Request: Rewrite the rows starting with the line that contains "For every instance of the asphalt" and going on through the line that contains "x=229 y=385", keeping the requests as they are and moving every coordinate in the answers by -148.

Supplied records:
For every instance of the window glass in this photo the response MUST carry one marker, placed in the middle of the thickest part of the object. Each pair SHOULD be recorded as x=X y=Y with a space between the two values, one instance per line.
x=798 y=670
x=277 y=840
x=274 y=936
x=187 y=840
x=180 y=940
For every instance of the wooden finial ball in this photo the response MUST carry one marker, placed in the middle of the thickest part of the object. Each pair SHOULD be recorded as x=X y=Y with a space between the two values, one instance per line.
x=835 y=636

==

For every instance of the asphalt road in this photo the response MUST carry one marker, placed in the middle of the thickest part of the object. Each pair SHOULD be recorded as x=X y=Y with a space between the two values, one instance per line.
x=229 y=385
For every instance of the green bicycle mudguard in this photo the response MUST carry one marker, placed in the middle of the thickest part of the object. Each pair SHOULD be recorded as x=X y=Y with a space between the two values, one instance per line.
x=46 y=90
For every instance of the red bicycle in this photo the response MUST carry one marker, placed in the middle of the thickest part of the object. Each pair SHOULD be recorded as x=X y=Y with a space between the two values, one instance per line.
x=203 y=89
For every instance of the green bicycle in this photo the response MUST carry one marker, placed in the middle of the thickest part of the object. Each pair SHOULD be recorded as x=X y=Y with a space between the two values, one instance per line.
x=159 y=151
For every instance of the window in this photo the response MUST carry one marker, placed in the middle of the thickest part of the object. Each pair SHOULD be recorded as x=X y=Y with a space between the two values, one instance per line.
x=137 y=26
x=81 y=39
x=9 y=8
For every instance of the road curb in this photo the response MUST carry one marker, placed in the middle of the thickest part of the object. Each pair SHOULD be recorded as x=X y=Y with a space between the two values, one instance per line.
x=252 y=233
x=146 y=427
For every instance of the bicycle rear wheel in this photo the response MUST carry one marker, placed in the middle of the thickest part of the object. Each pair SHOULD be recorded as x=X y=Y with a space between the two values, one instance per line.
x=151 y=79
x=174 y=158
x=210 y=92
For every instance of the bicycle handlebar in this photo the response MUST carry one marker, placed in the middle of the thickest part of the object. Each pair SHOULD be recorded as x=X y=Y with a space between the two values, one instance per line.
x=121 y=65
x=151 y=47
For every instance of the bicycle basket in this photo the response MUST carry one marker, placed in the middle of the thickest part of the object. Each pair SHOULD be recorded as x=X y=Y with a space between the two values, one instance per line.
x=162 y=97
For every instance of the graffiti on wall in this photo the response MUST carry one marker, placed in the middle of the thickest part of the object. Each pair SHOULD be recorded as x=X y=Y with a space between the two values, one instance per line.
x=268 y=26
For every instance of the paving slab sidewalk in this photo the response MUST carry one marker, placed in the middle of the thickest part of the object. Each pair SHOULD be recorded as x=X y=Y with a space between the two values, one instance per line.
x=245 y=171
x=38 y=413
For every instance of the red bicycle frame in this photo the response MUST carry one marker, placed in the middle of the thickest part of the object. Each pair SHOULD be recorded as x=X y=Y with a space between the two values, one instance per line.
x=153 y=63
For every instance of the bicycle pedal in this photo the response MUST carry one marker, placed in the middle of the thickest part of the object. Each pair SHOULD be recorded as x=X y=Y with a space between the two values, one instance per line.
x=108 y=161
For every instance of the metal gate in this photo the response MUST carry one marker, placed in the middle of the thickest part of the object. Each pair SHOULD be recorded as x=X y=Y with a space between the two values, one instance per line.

Result for this exercise:
For every instance of the asphalt road in this photo the response MUST carry one marker, placed in the middle of the thickest part of the object. Each pair SHOULD be recorded as x=X y=Y with a space between the two values, one instance per line.
x=81 y=237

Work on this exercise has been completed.